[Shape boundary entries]
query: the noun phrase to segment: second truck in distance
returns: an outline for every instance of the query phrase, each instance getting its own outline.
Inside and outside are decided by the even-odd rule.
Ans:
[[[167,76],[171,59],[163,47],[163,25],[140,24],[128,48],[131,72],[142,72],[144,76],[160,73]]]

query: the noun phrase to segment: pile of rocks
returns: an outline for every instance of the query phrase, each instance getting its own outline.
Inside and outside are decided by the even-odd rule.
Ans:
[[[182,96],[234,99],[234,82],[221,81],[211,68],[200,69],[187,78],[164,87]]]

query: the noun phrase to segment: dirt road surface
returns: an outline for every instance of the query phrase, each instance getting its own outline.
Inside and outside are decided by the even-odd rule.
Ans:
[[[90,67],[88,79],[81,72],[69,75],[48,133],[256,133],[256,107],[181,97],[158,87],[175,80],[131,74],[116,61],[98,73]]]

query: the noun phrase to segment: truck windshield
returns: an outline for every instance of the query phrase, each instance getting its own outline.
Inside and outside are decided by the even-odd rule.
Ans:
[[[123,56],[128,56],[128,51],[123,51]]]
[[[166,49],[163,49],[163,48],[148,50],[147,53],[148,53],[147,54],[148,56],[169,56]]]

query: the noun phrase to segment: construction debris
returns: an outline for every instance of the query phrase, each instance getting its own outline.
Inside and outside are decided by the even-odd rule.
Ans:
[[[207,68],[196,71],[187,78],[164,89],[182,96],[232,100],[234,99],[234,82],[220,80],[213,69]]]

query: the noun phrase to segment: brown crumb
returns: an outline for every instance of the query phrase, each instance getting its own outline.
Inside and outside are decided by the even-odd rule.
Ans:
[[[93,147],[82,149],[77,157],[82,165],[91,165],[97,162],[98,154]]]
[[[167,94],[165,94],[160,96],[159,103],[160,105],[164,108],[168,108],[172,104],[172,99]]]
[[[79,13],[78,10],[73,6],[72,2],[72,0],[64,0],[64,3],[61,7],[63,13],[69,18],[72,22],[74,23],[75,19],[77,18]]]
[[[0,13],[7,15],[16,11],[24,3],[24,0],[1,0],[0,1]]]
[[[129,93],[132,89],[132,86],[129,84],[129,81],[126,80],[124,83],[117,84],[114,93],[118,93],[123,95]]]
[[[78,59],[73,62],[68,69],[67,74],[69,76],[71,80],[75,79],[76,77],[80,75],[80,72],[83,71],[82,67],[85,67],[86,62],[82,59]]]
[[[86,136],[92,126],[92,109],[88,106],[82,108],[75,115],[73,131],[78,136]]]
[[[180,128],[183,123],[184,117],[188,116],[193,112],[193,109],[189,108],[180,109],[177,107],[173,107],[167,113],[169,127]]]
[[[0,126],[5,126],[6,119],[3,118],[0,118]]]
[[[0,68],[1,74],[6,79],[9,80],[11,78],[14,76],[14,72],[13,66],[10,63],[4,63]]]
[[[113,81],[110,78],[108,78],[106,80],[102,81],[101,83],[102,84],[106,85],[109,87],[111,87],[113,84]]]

== Exercise ==
Copy all of the lines above verbatim, without any change.

== Finished exercise ==
query: the noun phrase to segment: second truck in distance
returns: an outline for every instance of the query phrase, each instance getting its own outline.
Inside and outside are decided by the even-odd rule.
Ans:
[[[167,76],[171,59],[163,47],[163,25],[140,24],[128,48],[131,72],[142,72],[144,76],[160,73]]]

query: the noun phrase to segment: pile of rocks
returns: an outline for every instance of the query phrase, each instance getting its own outline.
Inside and outside are decided by the even-odd rule.
Ans:
[[[182,96],[234,99],[234,82],[221,81],[211,68],[200,69],[187,78],[164,87]]]

query: the noun phrase to segment: dirt road surface
returns: an outline for every instance of the query phrase, each instance getting its own outline.
Inside and outside are decided by the even-odd rule.
Ans:
[[[90,67],[88,79],[81,72],[69,75],[48,133],[256,133],[256,107],[181,97],[158,87],[175,80],[131,74],[116,61],[98,73]]]

query: the noun phrase to segment: truck windshield
returns: an outline for every instance of the query phrase, each instance getting its own outline.
Inside and outside are decided by the even-odd rule.
Ans:
[[[123,56],[128,56],[128,51],[123,51]]]
[[[166,49],[163,49],[163,48],[148,50],[147,53],[148,53],[147,54],[148,56],[169,56]]]

query: the noun phrase to segment: construction debris
returns: an outline for every instance of the query phrase, each instance getting its own outline.
Inside and outside are decided by the even-odd rule.
Ans:
[[[207,68],[196,71],[187,78],[164,89],[182,96],[232,100],[234,99],[234,82],[220,80],[213,69]]]

query: the noun phrase to segment: brown crumb
returns: an outline for every instance of the query phrase, each instance getting its own outline.
Inside and outside are decided by the even-odd rule.
Ans:
[[[93,147],[82,149],[77,157],[82,165],[91,165],[97,162],[98,154]]]
[[[167,94],[165,94],[160,96],[159,103],[160,105],[164,108],[168,108],[172,104],[172,99]]]
[[[79,13],[78,10],[73,6],[72,2],[72,0],[64,0],[64,3],[61,7],[63,13],[69,18],[72,22],[74,23],[75,19],[77,18]]]
[[[0,13],[7,15],[16,11],[24,3],[24,0],[1,0],[0,1]]]
[[[129,93],[132,89],[132,86],[129,84],[129,81],[126,80],[124,83],[117,84],[114,93],[118,93],[123,95]]]
[[[78,59],[73,62],[68,69],[67,74],[69,76],[71,80],[75,79],[76,77],[80,75],[80,72],[83,71],[82,67],[85,67],[86,62],[82,59]]]
[[[86,136],[92,126],[92,109],[88,106],[82,108],[75,115],[73,131],[78,136]]]
[[[180,128],[183,123],[184,117],[188,116],[193,112],[193,109],[189,108],[180,109],[177,107],[173,107],[167,113],[169,127]]]
[[[0,126],[5,126],[6,119],[3,118],[0,118]]]
[[[0,68],[1,74],[6,79],[9,80],[11,78],[14,76],[14,72],[13,66],[10,63],[4,63]]]
[[[113,81],[110,78],[108,78],[106,80],[102,81],[101,83],[102,84],[106,85],[109,87],[111,87],[113,84]]]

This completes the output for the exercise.